Records from a collection

——————

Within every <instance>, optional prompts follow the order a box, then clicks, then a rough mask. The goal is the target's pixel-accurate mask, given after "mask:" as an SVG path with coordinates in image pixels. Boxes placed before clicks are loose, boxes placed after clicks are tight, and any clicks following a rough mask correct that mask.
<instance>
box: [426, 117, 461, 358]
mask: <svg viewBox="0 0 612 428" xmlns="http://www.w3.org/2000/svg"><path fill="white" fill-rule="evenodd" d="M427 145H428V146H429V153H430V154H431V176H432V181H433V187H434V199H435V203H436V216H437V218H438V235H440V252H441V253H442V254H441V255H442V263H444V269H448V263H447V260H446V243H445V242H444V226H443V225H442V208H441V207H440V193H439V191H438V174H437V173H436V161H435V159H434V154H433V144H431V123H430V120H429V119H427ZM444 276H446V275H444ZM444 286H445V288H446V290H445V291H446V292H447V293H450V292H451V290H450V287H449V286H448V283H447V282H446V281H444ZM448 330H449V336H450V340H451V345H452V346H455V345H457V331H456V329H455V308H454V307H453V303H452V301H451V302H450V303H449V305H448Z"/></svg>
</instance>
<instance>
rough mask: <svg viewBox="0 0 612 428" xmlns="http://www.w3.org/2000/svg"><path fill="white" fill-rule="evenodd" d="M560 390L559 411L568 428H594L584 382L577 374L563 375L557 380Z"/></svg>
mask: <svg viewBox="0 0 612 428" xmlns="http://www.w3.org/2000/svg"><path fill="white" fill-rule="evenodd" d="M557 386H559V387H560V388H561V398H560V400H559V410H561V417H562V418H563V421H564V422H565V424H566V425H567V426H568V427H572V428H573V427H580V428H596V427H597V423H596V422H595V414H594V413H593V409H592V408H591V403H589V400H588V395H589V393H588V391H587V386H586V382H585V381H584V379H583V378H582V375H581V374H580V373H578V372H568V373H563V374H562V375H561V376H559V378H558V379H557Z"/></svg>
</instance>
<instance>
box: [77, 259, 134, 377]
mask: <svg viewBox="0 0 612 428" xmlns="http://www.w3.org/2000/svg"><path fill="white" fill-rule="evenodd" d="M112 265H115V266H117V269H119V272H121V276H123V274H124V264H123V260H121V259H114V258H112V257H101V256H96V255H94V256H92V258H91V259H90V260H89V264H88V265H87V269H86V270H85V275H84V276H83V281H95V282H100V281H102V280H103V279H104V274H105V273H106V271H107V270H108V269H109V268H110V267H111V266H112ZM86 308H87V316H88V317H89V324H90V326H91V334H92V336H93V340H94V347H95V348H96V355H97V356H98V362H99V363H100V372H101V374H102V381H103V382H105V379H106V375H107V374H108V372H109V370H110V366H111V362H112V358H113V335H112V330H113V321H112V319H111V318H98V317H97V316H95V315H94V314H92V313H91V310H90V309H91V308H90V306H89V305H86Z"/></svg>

——————

Please edit these lines by changing every "rough mask" to "coarse mask" and leaving everything else unchanged.

- [Result]
Within every <instance>, optional prompts follow the order a box, then clicks, then a coarse mask. The goal is the target's pixel-accurate mask, given after "mask:" as an SVG path with coordinates in image pixels. Boxes placed before clicks are loose, boxes placed after clicks are tight, and any clicks following a coarse mask correct that mask.
<instance>
box: [426, 117, 461, 358]
mask: <svg viewBox="0 0 612 428" xmlns="http://www.w3.org/2000/svg"><path fill="white" fill-rule="evenodd" d="M427 145H428V146H429V153H430V154H431V176H432V181H433V187H434V199H435V203H436V216H437V218H438V235H440V252H441V253H442V254H441V255H442V263H444V269H448V263H447V260H446V243H445V242H444V226H443V225H442V208H441V207H440V193H439V191H438V174H437V173H436V161H435V159H434V154H433V144H431V123H430V120H429V119H427ZM444 276H446V275H444ZM444 286H445V288H446V290H445V291H446V292H447V293H450V292H451V290H450V287H449V286H448V283H447V282H446V281H444ZM448 330H449V336H450V340H451V345H452V346H455V345H457V331H456V329H455V308H454V307H453V303H452V301H451V302H450V303H449V305H448Z"/></svg>
</instance>
<instance>
coarse mask: <svg viewBox="0 0 612 428" xmlns="http://www.w3.org/2000/svg"><path fill="white" fill-rule="evenodd" d="M560 390L559 411L568 428H594L584 382L577 374L563 375L557 380Z"/></svg>
mask: <svg viewBox="0 0 612 428" xmlns="http://www.w3.org/2000/svg"><path fill="white" fill-rule="evenodd" d="M557 386H559V387H560V388H561V398H560V400H559V410H561V417H562V418H563V421H564V422H565V424H566V425H567V426H568V427H572V428H573V427H580V428H596V427H597V423H596V422H595V414H594V413H593V409H592V408H591V403H589V400H588V395H589V393H588V391H587V386H586V382H585V381H584V379H583V378H582V375H581V374H580V373H578V372H568V373H563V374H562V375H561V376H559V378H558V379H557Z"/></svg>
</instance>
<instance>
box: [77, 259, 134, 377]
mask: <svg viewBox="0 0 612 428" xmlns="http://www.w3.org/2000/svg"><path fill="white" fill-rule="evenodd" d="M112 265H115V266H117V269H119V272H121V276H123V274H124V264H123V260H121V259H114V258H112V257H101V256H96V255H94V256H92V258H91V259H90V260H89V264H88V265H87V269H86V270H85V275H84V276H83V281H95V282H100V281H102V280H103V279H104V274H105V273H106V271H107V270H108V269H109V268H110V267H111V266H112ZM86 308H87V316H88V317H89V324H90V326H91V334H92V336H93V340H94V347H95V348H96V355H97V356H98V362H99V363H100V372H101V374H102V381H103V382H105V379H106V375H107V374H108V372H109V370H110V366H111V362H112V358H113V335H112V330H113V321H112V319H111V318H98V317H97V316H95V315H94V314H92V313H91V310H90V309H91V308H90V306H89V305H86Z"/></svg>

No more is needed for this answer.